EXCERPTED RECORDS —
--- START ---

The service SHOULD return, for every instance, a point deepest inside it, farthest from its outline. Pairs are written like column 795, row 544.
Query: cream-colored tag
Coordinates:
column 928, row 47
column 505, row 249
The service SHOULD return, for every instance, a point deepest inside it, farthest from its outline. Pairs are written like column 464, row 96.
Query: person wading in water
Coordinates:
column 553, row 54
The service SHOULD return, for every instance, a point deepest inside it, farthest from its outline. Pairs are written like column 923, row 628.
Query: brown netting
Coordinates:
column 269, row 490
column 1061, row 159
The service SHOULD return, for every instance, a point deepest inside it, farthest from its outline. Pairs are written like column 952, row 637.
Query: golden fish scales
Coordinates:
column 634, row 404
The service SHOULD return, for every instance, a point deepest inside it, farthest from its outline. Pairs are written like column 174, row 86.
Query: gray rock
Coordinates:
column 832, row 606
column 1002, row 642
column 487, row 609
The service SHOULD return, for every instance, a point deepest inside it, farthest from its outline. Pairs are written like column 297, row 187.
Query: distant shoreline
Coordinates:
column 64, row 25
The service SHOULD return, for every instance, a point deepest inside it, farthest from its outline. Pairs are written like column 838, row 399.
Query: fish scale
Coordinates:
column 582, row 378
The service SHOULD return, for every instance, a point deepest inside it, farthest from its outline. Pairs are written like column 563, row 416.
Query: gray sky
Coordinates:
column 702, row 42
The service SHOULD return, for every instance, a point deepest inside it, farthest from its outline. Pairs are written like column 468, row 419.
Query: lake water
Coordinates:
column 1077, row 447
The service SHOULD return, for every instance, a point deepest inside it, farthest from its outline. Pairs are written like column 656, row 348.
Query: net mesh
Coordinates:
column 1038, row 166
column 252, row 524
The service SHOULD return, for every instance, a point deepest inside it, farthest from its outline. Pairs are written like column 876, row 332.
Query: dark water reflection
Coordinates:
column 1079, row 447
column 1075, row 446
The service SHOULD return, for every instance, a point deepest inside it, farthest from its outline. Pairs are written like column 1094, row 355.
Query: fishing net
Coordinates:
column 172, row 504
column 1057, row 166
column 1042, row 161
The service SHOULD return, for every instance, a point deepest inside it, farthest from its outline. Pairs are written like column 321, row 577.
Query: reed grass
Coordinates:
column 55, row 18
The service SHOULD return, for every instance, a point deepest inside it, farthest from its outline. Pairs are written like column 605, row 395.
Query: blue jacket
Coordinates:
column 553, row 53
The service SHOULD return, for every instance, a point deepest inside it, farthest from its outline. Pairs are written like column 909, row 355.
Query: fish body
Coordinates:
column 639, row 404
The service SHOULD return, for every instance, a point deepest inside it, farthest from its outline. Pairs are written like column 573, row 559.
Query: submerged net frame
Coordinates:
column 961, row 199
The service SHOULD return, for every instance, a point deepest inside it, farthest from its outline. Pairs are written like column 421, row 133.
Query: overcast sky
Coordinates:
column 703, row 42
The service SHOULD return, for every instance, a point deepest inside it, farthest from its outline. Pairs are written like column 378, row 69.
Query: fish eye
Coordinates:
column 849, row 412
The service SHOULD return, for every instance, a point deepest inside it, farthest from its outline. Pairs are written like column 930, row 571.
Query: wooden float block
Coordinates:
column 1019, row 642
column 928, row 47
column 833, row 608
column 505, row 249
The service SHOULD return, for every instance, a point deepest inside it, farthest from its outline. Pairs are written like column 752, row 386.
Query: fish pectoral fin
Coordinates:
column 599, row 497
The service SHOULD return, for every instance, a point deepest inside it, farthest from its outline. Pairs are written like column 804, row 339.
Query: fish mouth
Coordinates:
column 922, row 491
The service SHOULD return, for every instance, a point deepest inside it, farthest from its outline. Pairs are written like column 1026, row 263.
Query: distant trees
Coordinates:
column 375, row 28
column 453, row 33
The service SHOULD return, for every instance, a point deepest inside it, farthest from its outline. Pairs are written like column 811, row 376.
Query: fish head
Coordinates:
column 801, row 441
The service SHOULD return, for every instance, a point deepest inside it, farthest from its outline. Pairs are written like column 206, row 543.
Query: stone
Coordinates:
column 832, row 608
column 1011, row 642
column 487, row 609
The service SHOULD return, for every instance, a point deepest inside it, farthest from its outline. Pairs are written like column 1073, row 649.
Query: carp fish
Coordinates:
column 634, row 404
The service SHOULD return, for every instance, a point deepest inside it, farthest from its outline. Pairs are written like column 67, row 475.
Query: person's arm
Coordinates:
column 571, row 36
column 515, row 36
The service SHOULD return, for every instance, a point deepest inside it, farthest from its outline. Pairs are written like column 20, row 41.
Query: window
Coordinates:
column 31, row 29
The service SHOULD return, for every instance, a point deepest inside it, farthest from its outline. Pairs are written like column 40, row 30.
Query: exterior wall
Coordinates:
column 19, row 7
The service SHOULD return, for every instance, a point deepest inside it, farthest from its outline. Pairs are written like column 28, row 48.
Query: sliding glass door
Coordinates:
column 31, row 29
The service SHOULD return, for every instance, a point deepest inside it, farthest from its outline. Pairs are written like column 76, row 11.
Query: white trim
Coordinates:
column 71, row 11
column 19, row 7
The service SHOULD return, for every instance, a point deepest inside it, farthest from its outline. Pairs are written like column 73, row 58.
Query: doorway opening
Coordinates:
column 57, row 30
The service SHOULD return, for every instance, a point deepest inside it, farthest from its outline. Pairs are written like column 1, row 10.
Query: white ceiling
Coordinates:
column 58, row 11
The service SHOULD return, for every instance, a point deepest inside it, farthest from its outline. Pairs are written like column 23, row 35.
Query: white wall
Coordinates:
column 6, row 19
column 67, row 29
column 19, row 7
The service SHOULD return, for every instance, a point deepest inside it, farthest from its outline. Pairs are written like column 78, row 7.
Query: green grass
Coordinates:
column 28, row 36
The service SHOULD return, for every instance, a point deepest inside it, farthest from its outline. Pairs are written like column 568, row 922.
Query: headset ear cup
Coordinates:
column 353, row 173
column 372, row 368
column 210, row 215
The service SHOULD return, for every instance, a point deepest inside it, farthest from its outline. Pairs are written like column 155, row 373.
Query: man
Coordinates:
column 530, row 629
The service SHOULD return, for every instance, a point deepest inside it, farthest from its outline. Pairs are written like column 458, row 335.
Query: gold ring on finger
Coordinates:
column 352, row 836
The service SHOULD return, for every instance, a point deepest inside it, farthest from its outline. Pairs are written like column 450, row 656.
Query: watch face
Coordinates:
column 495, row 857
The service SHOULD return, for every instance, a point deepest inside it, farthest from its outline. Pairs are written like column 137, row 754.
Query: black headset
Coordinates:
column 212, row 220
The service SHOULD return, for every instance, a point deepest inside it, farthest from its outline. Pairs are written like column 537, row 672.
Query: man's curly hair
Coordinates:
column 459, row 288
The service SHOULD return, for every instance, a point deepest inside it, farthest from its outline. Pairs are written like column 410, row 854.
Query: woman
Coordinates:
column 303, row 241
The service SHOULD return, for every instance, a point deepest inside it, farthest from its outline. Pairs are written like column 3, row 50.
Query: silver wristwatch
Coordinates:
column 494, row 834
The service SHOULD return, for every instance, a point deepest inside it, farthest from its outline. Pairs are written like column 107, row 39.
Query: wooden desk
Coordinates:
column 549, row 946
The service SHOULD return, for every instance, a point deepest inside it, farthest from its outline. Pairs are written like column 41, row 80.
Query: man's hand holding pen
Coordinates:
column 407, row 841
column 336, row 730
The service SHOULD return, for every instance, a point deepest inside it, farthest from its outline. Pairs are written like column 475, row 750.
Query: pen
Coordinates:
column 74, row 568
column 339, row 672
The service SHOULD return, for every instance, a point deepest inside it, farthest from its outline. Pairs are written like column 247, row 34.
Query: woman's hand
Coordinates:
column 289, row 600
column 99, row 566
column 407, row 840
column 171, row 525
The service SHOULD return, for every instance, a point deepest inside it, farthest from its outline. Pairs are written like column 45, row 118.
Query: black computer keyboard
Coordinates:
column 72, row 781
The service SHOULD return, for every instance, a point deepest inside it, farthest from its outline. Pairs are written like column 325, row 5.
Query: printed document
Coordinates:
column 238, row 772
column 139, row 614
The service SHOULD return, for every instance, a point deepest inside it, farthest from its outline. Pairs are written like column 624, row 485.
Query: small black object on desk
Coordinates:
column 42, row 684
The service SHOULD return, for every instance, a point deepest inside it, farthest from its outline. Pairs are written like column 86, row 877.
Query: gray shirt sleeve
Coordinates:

--- END ---

WHAT YOU WILL DO — Give again the lines from the start through the line holding "column 1075, row 446", inclusive, switching "gray" to "silver" and leaving everything else unchanged.

FINAL RESULT —
The service SHOULD return, for every instance, a point deepest inside it, farthest from its outline. Pairs are written like column 795, row 544.
Query: cream-colored tag
Coordinates:
column 928, row 47
column 505, row 249
The service SHOULD return, for every instance, a point deepest inside it, farthest from its outline. Pairs are written like column 464, row 96.
Query: person wading in water
Coordinates:
column 553, row 54
The service SHOULD return, for every instance, a point deepest inside it, farthest from its outline. Pairs are written like column 923, row 628.
Query: brown netting
Coordinates:
column 269, row 490
column 1061, row 159
The service SHOULD return, for every instance, a point deepest inside it, farthest from its outline. Pairs are written like column 952, row 637.
Query: golden fish scales
Coordinates:
column 634, row 404
The service SHOULD return, for every instance, a point deepest inside it, farthest from its outline. Pairs are written like column 174, row 86.
Query: silver rock
Coordinates:
column 832, row 606
column 1002, row 642
column 487, row 609
The service SHOULD return, for every instance, a point deepest inside it, farthest from its outline. Pairs are written like column 297, row 187.
Query: distant shoreline
Coordinates:
column 64, row 25
The service SHOULD return, for every instance, a point deepest inside it, farthest from its outline. Pairs are written like column 838, row 399.
Query: fish scale
Coordinates:
column 582, row 378
The service SHOULD return, for every instance, a point deepest inside it, farthest from its outline. Pairs are written like column 563, row 416.
Query: silver sky
Coordinates:
column 702, row 42
The service SHOULD return, for every instance, a point deepest inside it, farthest from its outline. Pairs are written like column 468, row 419.
Query: lake water
Coordinates:
column 1077, row 447
The service SHOULD return, for every instance, a point deepest inside it, farthest from its outline. Pairs are written like column 656, row 348.
Query: net mesh
Coordinates:
column 1038, row 166
column 252, row 524
The service SHOULD return, for every instance, a point deepest inside it, farthest from its outline. Pairs are written like column 876, row 332.
Query: dark water reflection
Coordinates:
column 1079, row 447
column 1075, row 446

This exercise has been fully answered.